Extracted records
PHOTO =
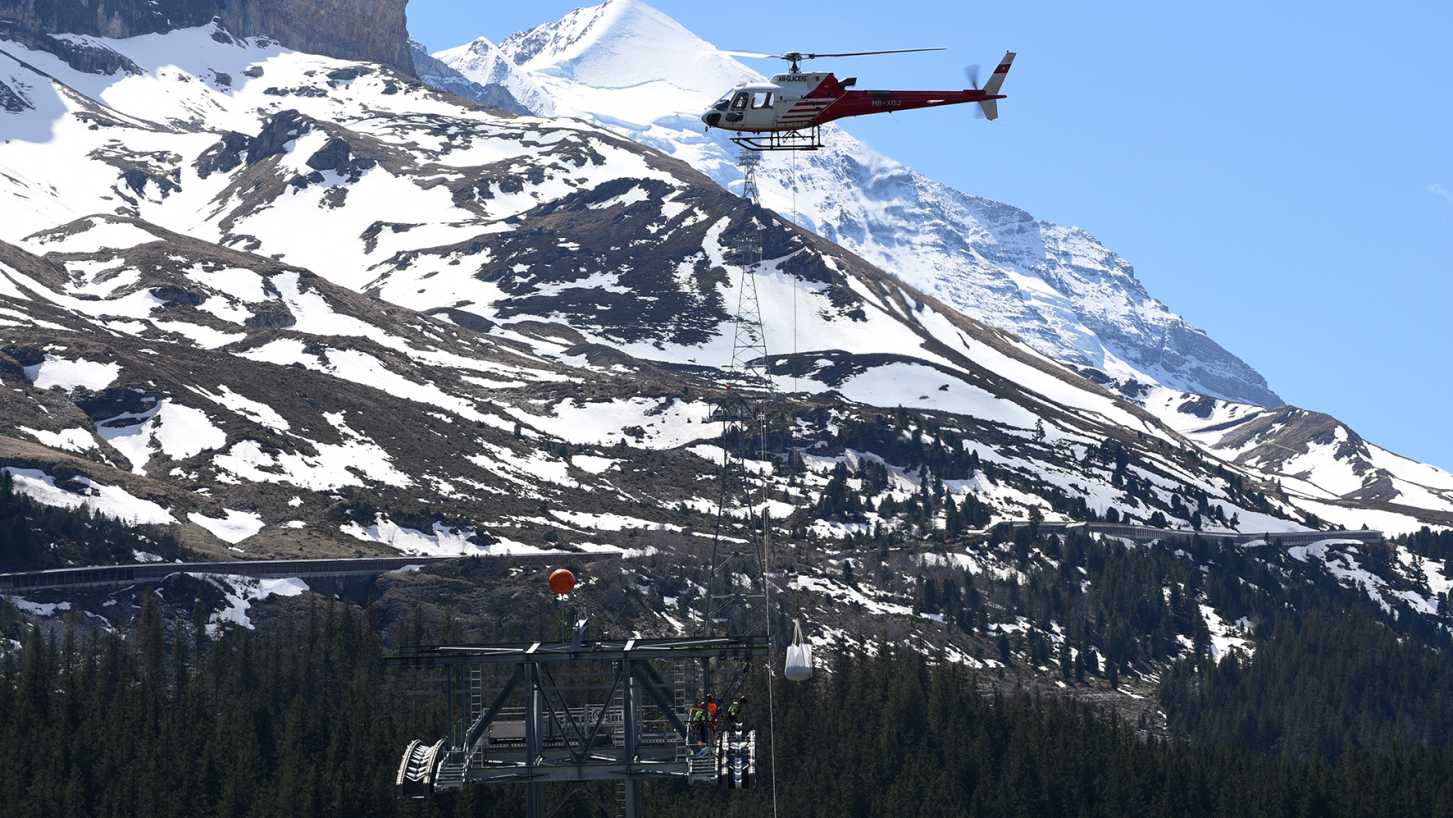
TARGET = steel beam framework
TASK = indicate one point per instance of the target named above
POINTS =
(544, 725)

● **Job**: Reproduce all entries exactly. Pictures do not belong in the copy.

● **Answer to the task**:
PHOTO =
TARGET = steel beam framework
TASK = indicate one point per instance of the target named above
POINTS =
(544, 725)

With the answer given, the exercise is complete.